Turn every line of the data below into a JSON list of strings, one string per line, skipping any blank lines. Leave the pictures out.

[Records from a collection]
......

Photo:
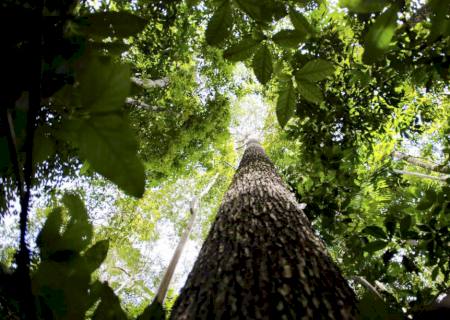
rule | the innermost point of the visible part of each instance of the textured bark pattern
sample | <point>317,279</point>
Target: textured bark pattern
<point>261,259</point>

......

◆ **Result of the task**:
[
  "Photo:",
  "rule | the innermost point of the visible part of each instance of the textured bark pattern",
  "sample | <point>317,279</point>",
  "Target: textured bark pattern",
  "<point>261,259</point>"
]